* Trabajo a realizar
(1) Según el texto sobre el documental, ¿a qué estaba adherido el botón hallado en el fondo del océano?
(2) Transcribe el fragmento del texto sobre el documental que comienza en las palabras "El hallazgo en" y termina después de "de tiranías oprobiosas.".

* Texto de lectura
El hallazgo en el fondo del océano de un botón adherido a un riel de tren solventa el hecho de que ese objeto simple es el vestigio de un detenido desaparecido, que fue lanzado a sus aguas por los sicarios de la tiranía de Pinochet, y es el hilo conductor del último documental del cineasta Patricio Guzmán. Otro botón de nácar encontrado, en el mismo mar, cuyo dueño fue un indígena patagón -dado en pago por algún invasor inglés- completa el diagrama del filme. Ambos personajes desconocidos los portaron cada uno con intervalos de una centuria y corresponde a un mismo infortunio de naciones, aquellas de Latinoamérica, víctimas del coloniaje y de tiranías oprobiosas.

* Material de consulta
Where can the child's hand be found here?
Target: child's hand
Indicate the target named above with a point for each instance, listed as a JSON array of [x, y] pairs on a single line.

* Soluciones
(1) A un riel de tren.

(2)
El hallazgo en el fondo del océano de un botón adherido a un riel de tren solventa el hecho de que ese objeto simple es el vestigio de un detenido desaparecido, que fue lanzado a sus aguas por los sicarios de la tiranía de Pinochet, y es el hilo conductor del último documental del cineasta Patricio Guzmán. Otro botón de nácar encontrado, en el mismo mar, cuyo dueño fue un indígena patagón -dado en pago por algún invasor inglés- completa el diagrama del filme. Ambos personajes desconocidos los portaron cada uno con intervalos de una centuria y corresponde a un mismo infortunio de naciones, aquellas de Latinoamérica, víctimas del coloniaje y de tiranías oprobiosas.